Rewrite the passage of the burning mouth syndrome article below from "If you think" up to and including "or Sjogren’s syndrome.", with "doctor" replaced by "physician".

BEGIN Excerpt

Burning mouth syndrome (BMS) is a condition that causes burning pain in the mouth. This pain can be constant or come and go. It may also be accompanied by a dry mouth, tingling sensations, or changes in taste. Burning mouth syndrome can affect anyone, but it is more common in women and those who are postmenopausal. There are many possible causes of burning mouth syndrome, including medications, nutritional deficiencies, and oral infections. Symptoms can usually be managed with lifestyle changes and over-the-counter medications, but in some cases more aggressive treatment may be necessary.
Burning mouth syndrome symptoms
The symptoms can vary from person to person. The most common symptom is burning pain in the mouth that is not relieved by drinking or eating. This pain may be constant or come and go.
Other burning mouth syndrome symptoms may include:
- A dry mouth
- Changes in taste, such as a metallic taste
- Tingling or numbness in the mouth
- Pain that gets worse when you lie down
- Cracking of the corners of the mouth
- It can also cause psychological symptoms, such as anxiety or depression.
If you think you may have burning mouth syndrome, see your doctor. They will ask about your symptoms and medical history. They may also do a physical exam of your mouth and perform some tests, such as a blood test or an allergy test.
What causes burning mouth syndrome?
The most common cause of burning mouth syndrome is unknown. However, there are many potential causes, including psychological factors, viral infections, hormonal changes, nutritional deficiencies, and side effects of certain medications. Burning mouth syndrome can also be a symptom of other underlying medical conditions, such as diabetes or Sjogren’s syndrome.
The relation b/w burning mouth syndrome and menopause
Burning mouth syndrome is often seen in women who are going through menopause. This is likely due to the hormonal changes that occur during menopause, which can lead to changes in the way the body produces saliva. Dry mouth is a common symptom of menopause, and it can also contribute to burning mouth syndrome.
Treatment for burning mouth syndrome
There is no one-size-fits-all treatment for this condition, but there are a number of things you can do to ease the pain and discomfort. Here are some tips:
- Sip cold water or suck on ice chips throughout the day to help relieve the burning sensation.
- Avoid hot beverages and foods, as they can aggravate the symptoms.
- Try over-the-counter pain relievers, such as ibuprofen or acetaminophen.
- Apply a topical anesthetic, such as lidocaine, to the affected area.
- Use a mouthwash or rinse containing calcium carbonate or xylitol to help soothe the mouth and reduce symptoms.
See your dentist or doctor if the pain is severe or does not improve with home treatment. They may prescribe a mouthrinse, gel, or cream containing a corticosteroid or an antifungal medication.

END Excerpt
BEGIN Data supplied

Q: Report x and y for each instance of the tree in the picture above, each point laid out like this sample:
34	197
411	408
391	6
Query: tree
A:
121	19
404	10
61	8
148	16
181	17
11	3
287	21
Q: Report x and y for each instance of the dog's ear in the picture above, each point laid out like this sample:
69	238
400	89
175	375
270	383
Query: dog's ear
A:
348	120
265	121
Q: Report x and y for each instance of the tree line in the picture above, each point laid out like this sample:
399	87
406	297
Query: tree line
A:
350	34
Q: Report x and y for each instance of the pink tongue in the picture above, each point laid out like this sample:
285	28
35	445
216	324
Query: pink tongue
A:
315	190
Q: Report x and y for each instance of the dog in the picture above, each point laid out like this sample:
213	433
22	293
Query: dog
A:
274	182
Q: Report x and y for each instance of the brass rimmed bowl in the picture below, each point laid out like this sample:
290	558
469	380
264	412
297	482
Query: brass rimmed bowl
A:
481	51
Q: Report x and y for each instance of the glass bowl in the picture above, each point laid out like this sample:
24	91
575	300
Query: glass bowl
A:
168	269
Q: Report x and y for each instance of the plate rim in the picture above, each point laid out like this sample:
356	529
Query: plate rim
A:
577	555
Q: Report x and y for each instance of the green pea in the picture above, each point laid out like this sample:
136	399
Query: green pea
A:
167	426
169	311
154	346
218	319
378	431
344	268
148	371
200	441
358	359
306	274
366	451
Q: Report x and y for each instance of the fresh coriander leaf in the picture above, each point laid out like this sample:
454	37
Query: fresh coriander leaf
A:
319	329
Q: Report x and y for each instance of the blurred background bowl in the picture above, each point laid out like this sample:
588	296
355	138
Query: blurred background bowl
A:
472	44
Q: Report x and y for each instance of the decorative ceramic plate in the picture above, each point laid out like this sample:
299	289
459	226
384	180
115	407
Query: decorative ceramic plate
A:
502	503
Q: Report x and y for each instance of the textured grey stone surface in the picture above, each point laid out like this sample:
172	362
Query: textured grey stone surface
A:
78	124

END Data supplied

▶ The answer
If you think you may have burning mouth syndrome, see your physician. They will ask about your symptoms and medical history. They may also do a physical exam of your mouth and perform some tests, such as a blood test or an allergy test.
What causes burning mouth syndrome?
The most common cause of burning mouth syndrome is unknown. However, there are many potential causes, including psychological factors, viral infections, hormonal changes, nutritional deficiencies, and side effects of certain medications. Burning mouth syndrome can also be a symptom of other underlying medical conditions, such as diabetes or Sjogren’s syndrome.